#### Entries provided ####

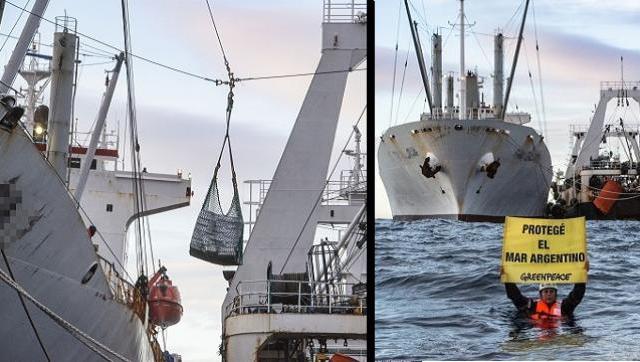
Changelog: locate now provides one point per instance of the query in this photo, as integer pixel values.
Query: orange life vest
(544, 311)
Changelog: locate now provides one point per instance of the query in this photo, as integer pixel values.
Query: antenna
(515, 61)
(416, 43)
(463, 98)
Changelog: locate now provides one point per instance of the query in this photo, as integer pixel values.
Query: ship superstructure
(602, 179)
(65, 290)
(300, 293)
(473, 161)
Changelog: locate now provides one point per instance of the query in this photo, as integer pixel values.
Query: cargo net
(217, 237)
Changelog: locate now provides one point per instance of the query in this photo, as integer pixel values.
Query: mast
(12, 67)
(62, 67)
(98, 130)
(515, 62)
(498, 73)
(416, 43)
(436, 53)
(463, 98)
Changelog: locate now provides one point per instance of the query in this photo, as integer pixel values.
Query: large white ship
(65, 209)
(299, 291)
(472, 162)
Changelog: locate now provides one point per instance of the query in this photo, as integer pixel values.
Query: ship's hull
(462, 188)
(49, 253)
(622, 210)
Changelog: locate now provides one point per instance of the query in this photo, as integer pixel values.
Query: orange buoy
(165, 308)
(608, 196)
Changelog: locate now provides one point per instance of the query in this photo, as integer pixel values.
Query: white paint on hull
(49, 252)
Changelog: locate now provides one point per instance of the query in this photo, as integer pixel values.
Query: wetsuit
(528, 305)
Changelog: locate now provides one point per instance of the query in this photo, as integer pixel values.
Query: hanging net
(217, 236)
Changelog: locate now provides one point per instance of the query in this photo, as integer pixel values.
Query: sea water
(438, 296)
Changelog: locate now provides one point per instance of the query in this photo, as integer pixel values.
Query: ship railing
(123, 291)
(335, 190)
(296, 296)
(611, 165)
(344, 191)
(344, 11)
(616, 85)
(616, 131)
(110, 140)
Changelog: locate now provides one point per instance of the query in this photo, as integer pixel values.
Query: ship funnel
(472, 95)
(436, 53)
(498, 75)
(449, 107)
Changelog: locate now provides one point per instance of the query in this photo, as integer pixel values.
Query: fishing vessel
(66, 209)
(472, 161)
(299, 290)
(602, 179)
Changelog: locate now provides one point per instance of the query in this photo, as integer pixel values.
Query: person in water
(548, 305)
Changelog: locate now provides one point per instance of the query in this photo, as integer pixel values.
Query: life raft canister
(165, 308)
(608, 196)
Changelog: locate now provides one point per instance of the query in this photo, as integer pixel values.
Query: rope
(231, 83)
(395, 67)
(84, 338)
(14, 26)
(404, 73)
(544, 113)
(321, 191)
(26, 311)
(172, 68)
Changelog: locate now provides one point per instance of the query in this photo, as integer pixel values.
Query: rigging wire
(395, 63)
(404, 73)
(544, 113)
(82, 337)
(480, 45)
(136, 180)
(533, 90)
(24, 306)
(14, 26)
(179, 70)
(406, 118)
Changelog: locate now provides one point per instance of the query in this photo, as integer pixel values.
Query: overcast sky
(580, 41)
(181, 119)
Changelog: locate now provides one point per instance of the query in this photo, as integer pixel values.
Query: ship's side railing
(615, 131)
(344, 11)
(616, 84)
(610, 165)
(349, 189)
(293, 296)
(123, 291)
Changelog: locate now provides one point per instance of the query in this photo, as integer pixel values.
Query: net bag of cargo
(217, 236)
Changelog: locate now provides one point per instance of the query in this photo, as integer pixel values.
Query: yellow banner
(544, 251)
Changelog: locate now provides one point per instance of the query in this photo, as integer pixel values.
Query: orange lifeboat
(608, 196)
(164, 300)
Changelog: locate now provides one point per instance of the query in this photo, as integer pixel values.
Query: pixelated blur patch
(10, 199)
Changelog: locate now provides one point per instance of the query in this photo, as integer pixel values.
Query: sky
(181, 119)
(580, 42)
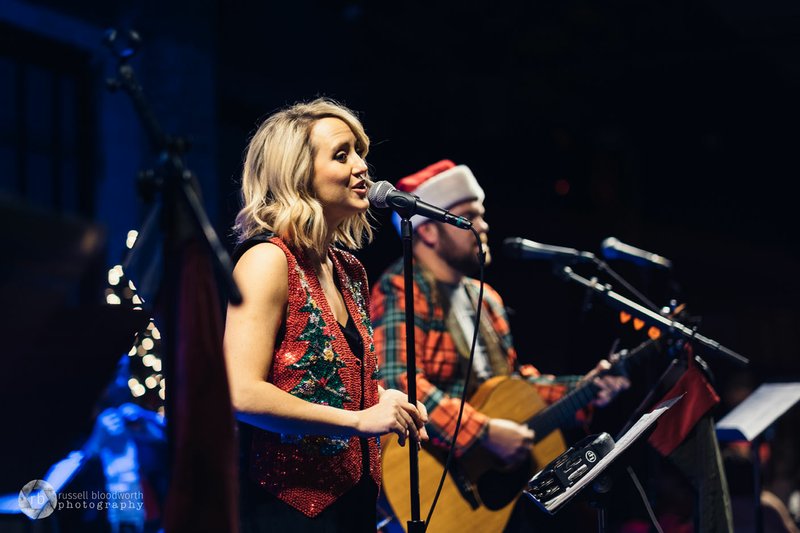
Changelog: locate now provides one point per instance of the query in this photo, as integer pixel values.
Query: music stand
(748, 421)
(553, 505)
(60, 344)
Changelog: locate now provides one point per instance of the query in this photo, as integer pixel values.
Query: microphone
(525, 249)
(383, 194)
(615, 249)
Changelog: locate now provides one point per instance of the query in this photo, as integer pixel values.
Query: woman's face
(340, 173)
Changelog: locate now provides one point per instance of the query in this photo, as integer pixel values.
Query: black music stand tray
(749, 420)
(636, 431)
(60, 343)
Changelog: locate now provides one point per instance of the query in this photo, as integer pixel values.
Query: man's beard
(466, 263)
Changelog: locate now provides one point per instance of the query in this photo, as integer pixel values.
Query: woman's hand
(394, 414)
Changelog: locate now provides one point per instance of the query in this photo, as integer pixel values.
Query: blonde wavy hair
(277, 193)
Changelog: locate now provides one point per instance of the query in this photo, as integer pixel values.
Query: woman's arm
(251, 331)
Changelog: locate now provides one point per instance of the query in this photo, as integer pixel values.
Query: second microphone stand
(415, 524)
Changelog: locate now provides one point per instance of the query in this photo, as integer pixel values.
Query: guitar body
(497, 488)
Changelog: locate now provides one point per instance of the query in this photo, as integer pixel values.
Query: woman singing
(301, 363)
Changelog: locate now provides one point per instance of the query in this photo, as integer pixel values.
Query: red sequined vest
(315, 363)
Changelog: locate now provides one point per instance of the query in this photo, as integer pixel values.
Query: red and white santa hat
(443, 184)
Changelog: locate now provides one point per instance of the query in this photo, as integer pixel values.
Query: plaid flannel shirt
(440, 368)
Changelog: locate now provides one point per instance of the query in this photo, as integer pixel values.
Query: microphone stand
(415, 524)
(651, 318)
(180, 210)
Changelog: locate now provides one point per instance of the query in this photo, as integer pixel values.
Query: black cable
(451, 452)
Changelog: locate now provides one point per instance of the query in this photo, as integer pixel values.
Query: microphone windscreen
(378, 192)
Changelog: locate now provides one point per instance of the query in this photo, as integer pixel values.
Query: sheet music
(621, 445)
(759, 410)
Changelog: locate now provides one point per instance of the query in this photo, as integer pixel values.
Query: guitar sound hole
(498, 487)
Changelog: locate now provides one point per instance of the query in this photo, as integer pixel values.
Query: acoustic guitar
(479, 491)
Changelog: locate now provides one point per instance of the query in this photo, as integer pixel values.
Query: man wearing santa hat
(445, 300)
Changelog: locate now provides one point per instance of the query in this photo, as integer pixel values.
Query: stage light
(131, 240)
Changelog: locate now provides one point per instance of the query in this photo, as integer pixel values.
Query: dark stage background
(669, 125)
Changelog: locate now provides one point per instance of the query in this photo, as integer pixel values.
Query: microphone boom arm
(651, 318)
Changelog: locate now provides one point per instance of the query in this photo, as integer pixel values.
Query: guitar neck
(562, 412)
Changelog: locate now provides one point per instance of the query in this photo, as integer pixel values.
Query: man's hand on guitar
(609, 384)
(509, 441)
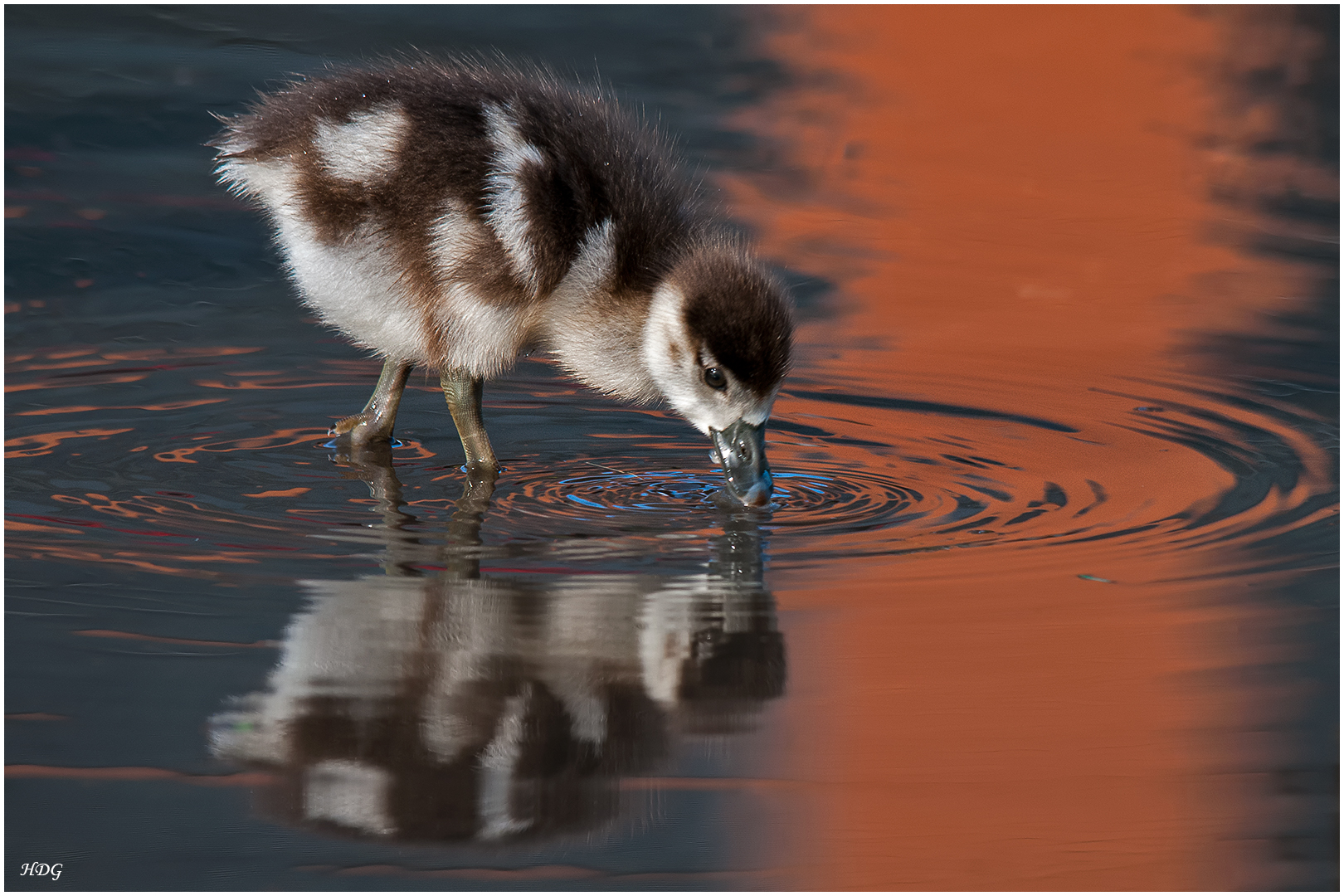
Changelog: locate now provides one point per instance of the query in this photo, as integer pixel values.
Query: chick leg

####

(Your instructions):
Omit every image. Quote each record exactly.

(Solution to this exercise):
Changelog: locate now provides one point per instance of the query in this photo, as integer pixel values.
Query: orange life vest
(544, 311)
Changelog: locate now provides one point per instance of the query in this photo, as integer pixel values.
Query: antenna
(515, 61)
(416, 43)
(463, 98)
Changelog: locate now provides one point per instance of the query in this photo, as integer pixel values.
Query: ship superstructure
(602, 179)
(65, 290)
(300, 293)
(473, 161)
Changelog: locate now provides one point per instance of the query in this photo, as integer pixel values.
Query: cargo net
(217, 237)
Changelog: locate now provides one point per instance of the query in this photo, as integer pixel values.
Query: mast
(12, 67)
(62, 67)
(98, 130)
(515, 62)
(498, 73)
(416, 43)
(436, 53)
(463, 98)
Changelog: locate now provides one point per instance of the query in this photo, as integer pixel values.
Query: large white ship
(65, 209)
(299, 291)
(472, 162)
Changelog: locate now provides one point per instance of the query in this photo, as integer pixel values.
Query: ship's hull
(462, 188)
(49, 253)
(622, 210)
Changelog: locate now provides one point per instance of the query in this photo, as integer pixel values.
Query: orange buoy
(165, 308)
(608, 196)
Changelog: locate now provides one point per instance of the query in this photo, as integer pixel values.
Query: white paint on hull
(49, 252)
Changelog: locate now provides one point per instance of the query in this photo, as integer pixel values.
Query: wetsuit
(528, 305)
Changelog: locate now provides one point per instance of the query in this photo, as integer pixel values.
Query: hanging net
(217, 236)
Changelog: locate now provides one point per instance of the query in this photo, as integer pixel values.
Query: sea water
(438, 296)
Changelog: locate now provides one point per instance of the query in this photo, as integer pixel values.
Query: ship railing
(123, 291)
(335, 190)
(296, 296)
(611, 165)
(344, 191)
(344, 11)
(616, 85)
(616, 131)
(110, 140)
Changelog: locate now provides one point per instance of the query in this photo, as integer pixel values.
Query: ship funnel
(472, 95)
(436, 53)
(498, 75)
(449, 107)
Changelog: locate now provides one point per instance of the query in this photo, as integer pixel values.
Query: fishing vessel
(66, 209)
(472, 161)
(299, 290)
(602, 179)
Changelog: locate now provides one point per instance of the query in this photo, as integer pixel values.
Query: person in water
(548, 305)
Changelog: locate now provides one point per instance of the query in this photo, as integer pixel values.
Query: life raft canister
(165, 308)
(608, 196)
Changelog: locate now provides one point per instance of the query in this photo, as integer pixel values.
Query: rope
(231, 83)
(395, 67)
(84, 338)
(14, 26)
(404, 73)
(544, 113)
(321, 191)
(26, 311)
(172, 68)
Changelog: locate now provides one point per instance of the query in this photo, as integer pixel values.
Query: rigging wire
(395, 63)
(404, 73)
(544, 113)
(82, 337)
(480, 45)
(136, 180)
(533, 90)
(24, 306)
(14, 26)
(179, 70)
(406, 118)
Changelog: locate now provides one point per instance of the query in this photo, as integer pixel values.
Query: overcast sky
(580, 41)
(181, 119)
Changelog: locate now provides one point per instance of the query in this photo, as integer pixel values.
Query: ship's side railing
(615, 131)
(344, 11)
(616, 84)
(610, 165)
(349, 189)
(293, 296)
(123, 291)
Changelog: locate now provides one point per instance of the query in this photo, as integer pixel values.
Query: net bag of cargo
(217, 236)
Changelog: locate now provides one point per instance of the query in this photo, as integer pixel values.
Query: yellow banner
(544, 251)
Changelog: locate now provides one point per instance of the query in this photo, as integer pixel values.
Query: orange lifeboat
(608, 196)
(164, 300)
Changelog: locate now provides one point per instance of the query in this photo, as integer pixel values.
Query: pixelated blur patch
(10, 199)
Changelog: locate now provides one point per instance of the query in this photo, as integer pixel values.
Query: sky
(181, 119)
(580, 42)
Changelog: locate now provides one point per instance of the query in this photo, as integer pixel values.
Query: music stand
(748, 421)
(553, 505)
(60, 344)
Changelog: locate now provides one point per instance of the query in this photo, as integer pixel values.
Query: microphone
(525, 249)
(383, 194)
(615, 249)
Changelog: locate now provides one point per instance of the query in this photo, as integer pixel values.
Query: woman's face
(340, 173)
Changelog: locate now provides one point per instance of the query in this photo, as integer pixel values.
Query: black music stand tray
(749, 420)
(636, 431)
(60, 343)
Changelog: locate now provides one point per instance of the query in this photo, as integer pixel values.
Query: man's beard
(466, 263)
Changelog: locate now provides one point per instance of the query in this photo, as integer pixel values.
Query: woman's hand
(394, 414)
Changelog: locate now provides one point per instance of the query in this photo, as integer pixel values.
Query: blonde wavy hair
(277, 193)
Changelog: locate now provides one point per instance of the query in this photo, as integer pixel values.
Query: woman's arm
(251, 331)
Changelog: locate now provides one point per instance of the query in this photo, as integer pixel values.
Query: second microphone stand
(415, 524)
Changelog: locate now provides one point per instance of the query in this photo, as integer pixel values.
Query: guitar body
(497, 488)
Changelog: locate now provides one point per instance of the query in this photo, as integer pixel values.
Query: woman singing
(301, 363)
Changelog: locate now provides one point per instance of the query in this photo, as integer pixel values.
Query: red sequined vest
(315, 363)
Changelog: locate now provides one point per instance of the query in this photo, as integer pixel values.
Query: red and white santa hat
(443, 184)
Changelog: locate now provides one point per instance of the query in this photo, as integer pixel values.
Query: plaid flannel shirt
(440, 368)
Changelog: locate now provides one point per instance of the query in this photo, as integer pixel values.
Query: microphone stand
(415, 524)
(651, 318)
(180, 210)
Changelog: locate now provides one point per instance of the query in this photo, as integer pixel values.
Query: black cable
(451, 452)
Changelog: locate now provides one point per instance of the query in this photo, as integer pixel values.
Query: microphone windscreen
(378, 192)
Changelog: locate now provides one point per instance of the query in this photo, as integer pixel values.
Query: sheet music
(621, 445)
(759, 410)
Changelog: locate now provides one point per instance of the query in this photo, as integer pixel values.
Query: guitar sound hole
(498, 487)
Changelog: locate now provides one point per instance of the query in this photo, as integer pixel values.
Query: acoustic guitar
(479, 491)
Changelog: locate now provides one point per instance of the query in this photo, as integer pixel values.
Query: man wearing santa hat
(445, 300)
Changelog: locate now provides one point per instance of the query in this photo, as integer pixel values.
Query: stage light
(131, 240)
Changelog: locate now provides one point per instance of the query in this photo, as integer pixel values.
Query: dark stage background
(669, 125)
Changelog: locate now provides one point per instance of the query in this photo, as integer pixel values.
Query: microphone boom arm
(651, 318)
Changelog: locate now provides one point per instance of the query in this photo, as integer pixel values.
Query: guitar neck
(562, 412)
Changelog: locate now provides one point per instance of the query in this photo, as integer pixel values.
Query: man's hand on guitar
(609, 384)
(509, 441)
Changelog: locate now provides one point per instance of the query in this photo, as integer pixel values.
Query: chick leg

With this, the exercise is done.